## GIVEN PROBLEM
Print all entries word for word.
# START OF STORED DATA
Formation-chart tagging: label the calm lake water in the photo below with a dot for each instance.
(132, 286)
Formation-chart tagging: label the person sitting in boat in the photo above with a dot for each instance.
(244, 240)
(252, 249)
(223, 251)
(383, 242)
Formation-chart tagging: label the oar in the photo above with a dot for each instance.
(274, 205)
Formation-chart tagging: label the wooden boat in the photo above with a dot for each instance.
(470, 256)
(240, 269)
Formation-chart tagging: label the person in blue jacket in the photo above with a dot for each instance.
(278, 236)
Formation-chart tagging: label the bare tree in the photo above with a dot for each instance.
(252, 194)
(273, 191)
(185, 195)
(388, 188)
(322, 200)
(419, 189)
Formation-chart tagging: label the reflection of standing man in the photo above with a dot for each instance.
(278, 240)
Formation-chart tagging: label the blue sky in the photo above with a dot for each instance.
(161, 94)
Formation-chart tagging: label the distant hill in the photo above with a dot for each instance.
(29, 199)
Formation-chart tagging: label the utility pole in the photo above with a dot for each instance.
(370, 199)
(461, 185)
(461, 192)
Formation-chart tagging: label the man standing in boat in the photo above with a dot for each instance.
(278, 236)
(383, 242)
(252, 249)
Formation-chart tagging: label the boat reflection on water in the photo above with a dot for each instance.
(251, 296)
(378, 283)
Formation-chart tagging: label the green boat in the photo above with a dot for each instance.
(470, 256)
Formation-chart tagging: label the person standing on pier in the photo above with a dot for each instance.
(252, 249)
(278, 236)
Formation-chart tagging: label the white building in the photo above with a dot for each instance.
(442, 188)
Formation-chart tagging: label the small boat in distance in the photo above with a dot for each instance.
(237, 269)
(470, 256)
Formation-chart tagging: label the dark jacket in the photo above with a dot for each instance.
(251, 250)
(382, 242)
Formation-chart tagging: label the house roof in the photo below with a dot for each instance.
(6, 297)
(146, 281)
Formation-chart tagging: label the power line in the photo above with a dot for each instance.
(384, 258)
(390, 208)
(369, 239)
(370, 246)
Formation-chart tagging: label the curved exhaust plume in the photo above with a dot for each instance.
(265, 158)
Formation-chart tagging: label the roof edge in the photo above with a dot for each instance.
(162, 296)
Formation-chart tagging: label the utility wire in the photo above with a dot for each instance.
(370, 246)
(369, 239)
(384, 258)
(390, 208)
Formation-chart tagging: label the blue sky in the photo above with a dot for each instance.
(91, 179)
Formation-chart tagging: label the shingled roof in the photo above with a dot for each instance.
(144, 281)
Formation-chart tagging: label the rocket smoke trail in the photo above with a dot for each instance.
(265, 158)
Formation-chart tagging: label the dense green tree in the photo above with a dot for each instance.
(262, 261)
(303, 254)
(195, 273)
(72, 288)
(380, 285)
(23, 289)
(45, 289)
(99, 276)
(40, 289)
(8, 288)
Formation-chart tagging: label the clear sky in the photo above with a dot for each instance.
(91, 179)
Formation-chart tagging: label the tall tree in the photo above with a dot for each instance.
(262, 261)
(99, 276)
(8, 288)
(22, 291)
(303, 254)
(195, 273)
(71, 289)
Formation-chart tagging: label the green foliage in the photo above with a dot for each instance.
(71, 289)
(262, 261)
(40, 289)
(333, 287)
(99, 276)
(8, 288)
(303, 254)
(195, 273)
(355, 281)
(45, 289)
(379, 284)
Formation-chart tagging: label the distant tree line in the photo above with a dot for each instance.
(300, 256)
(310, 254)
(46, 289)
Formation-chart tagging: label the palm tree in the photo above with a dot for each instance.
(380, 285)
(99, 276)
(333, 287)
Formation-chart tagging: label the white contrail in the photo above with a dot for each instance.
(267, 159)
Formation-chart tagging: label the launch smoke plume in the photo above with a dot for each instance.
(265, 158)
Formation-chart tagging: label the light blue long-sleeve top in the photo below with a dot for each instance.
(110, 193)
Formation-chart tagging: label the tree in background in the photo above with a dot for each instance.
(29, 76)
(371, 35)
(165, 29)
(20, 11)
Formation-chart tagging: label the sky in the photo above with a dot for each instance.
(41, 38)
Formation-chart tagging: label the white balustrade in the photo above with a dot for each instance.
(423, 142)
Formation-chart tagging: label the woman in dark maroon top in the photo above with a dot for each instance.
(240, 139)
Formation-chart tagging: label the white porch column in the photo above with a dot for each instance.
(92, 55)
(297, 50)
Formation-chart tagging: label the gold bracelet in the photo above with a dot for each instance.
# END OF STORED DATA
## REPLY
Formation-chart tagging: label the calm lake water in the photo below with a dot for each instance.
(132, 286)
Formation-chart tagging: label the person sitting in boat in the photo above with a dot for each instance.
(244, 240)
(252, 249)
(223, 251)
(383, 242)
Formation-chart tagging: label the oar in the photo above with a dot for each instance.
(274, 205)
Formation-chart tagging: label the wooden boat in the photo above with a dot for each instance.
(470, 256)
(240, 269)
Formation-chart tagging: label the person in blue jacket in the photo above with a dot for each instance.
(278, 236)
Formation-chart tagging: label the bare tree in the photo above with a dot for each instance.
(252, 194)
(273, 191)
(185, 195)
(388, 188)
(322, 200)
(419, 189)
Formation-chart tagging: label the reflection of standing man in the photo above with a dot for each instance.
(278, 240)
Formation-chart tagging: label the blue sky in the photo above with a dot for each instance.
(161, 94)
Formation-chart tagging: label the distant hill in the photo above with a dot for each instance.
(29, 199)
Formation-chart tagging: label the utility pole in the photo above with a dot for each instance.
(370, 199)
(461, 185)
(461, 192)
Formation-chart tagging: label the man standing in boat in the photo above with a dot for each instance.
(278, 236)
(383, 242)
(252, 249)
Formation-chart tagging: label the boat reflection on water in the photo above with a dot for each instance.
(251, 296)
(378, 283)
Formation-chart tagging: label the green boat in the photo above with a dot for each instance.
(470, 256)
Formation-chart tagging: label the person standing on pier in the photo above with a dot for each instance.
(252, 249)
(278, 236)
Formation-chart tagging: label the white building in the photo above with a dot for each instance.
(442, 188)
Formation-chart tagging: label the small boat in distance in the photo above with a dot for each instance.
(237, 269)
(470, 256)
Formation-chart tagging: label the dark jacket in the photo above with a dot for each instance.
(251, 250)
(382, 242)
Formation-chart tagging: label the house roof in the photo below with a dot for each instance.
(6, 297)
(146, 281)
Formation-chart tagging: label the power line in the photo above with a dot for each instance.
(384, 258)
(390, 208)
(369, 239)
(370, 246)
Formation-chart tagging: label the curved exhaust plume in the photo above with a dot for each instance.
(265, 158)
Formation-chart tagging: label the roof edge in the photo above with a dot for each instance.
(162, 296)
Formation-chart tagging: label the utility wire in the photo above with a dot for each instance.
(370, 246)
(369, 239)
(384, 258)
(390, 208)
Formation-chart tagging: label the blue sky in the photo above with a dot for each instance.
(91, 179)
Formation-chart tagging: label the shingled roof in the photo above with a dot for each instance.
(144, 281)
Formation-chart tagging: label the rocket smoke trail in the photo above with a dot for each instance.
(265, 158)
Formation-chart tagging: label the dense green tree in the photo above with a dot for each instance.
(262, 261)
(303, 254)
(195, 273)
(72, 288)
(380, 285)
(23, 289)
(45, 289)
(99, 276)
(40, 289)
(8, 288)
Formation-chart tagging: label the clear sky in the photo above with a dot for each instance.
(91, 179)
Formation-chart tagging: label the tall tree in the photo above with a dot for each instance.
(262, 261)
(99, 276)
(8, 288)
(22, 291)
(303, 254)
(195, 273)
(71, 289)
Formation-chart tagging: label the green foliage in the photo above with a dot for each instance.
(71, 289)
(262, 261)
(40, 289)
(333, 287)
(99, 276)
(8, 288)
(303, 254)
(195, 273)
(355, 281)
(45, 289)
(379, 284)
Formation-chart tagging: label the distant tree line in the photo above with a dot for each instance.
(300, 256)
(310, 254)
(46, 289)
Formation-chart tagging: label the palm tree in the photo above with a dot for each instance.
(380, 285)
(99, 276)
(333, 287)
Formation-chart tagging: label the white contrail in the photo above with a dot for each instance.
(267, 159)
Formation-chart tagging: label the launch smoke plume in the photo above with a dot for each instance.
(265, 158)
Formation-chart tagging: label the light blue long-sleeve top in the photo below with a dot for each instance.
(110, 193)
Formation-chart tagging: label the tree in background in the photo above with a dot for each instance.
(29, 76)
(371, 35)
(165, 29)
(20, 11)
Formation-chart tagging: label the sky in the photo above with a dot for each instance.
(41, 38)
Formation-chart tagging: label the white balustrade in the photo above with a dot for each instance.
(423, 142)
Formation-chart tagging: label the woman in dark maroon top in the photo above with a dot for each instance.
(240, 139)
Formation-chart tagging: label the white porch column in the photo above with a dot for each instance.
(92, 55)
(297, 50)
Formation-chart tagging: label the gold bracelet in the photo above with a dot for each instance.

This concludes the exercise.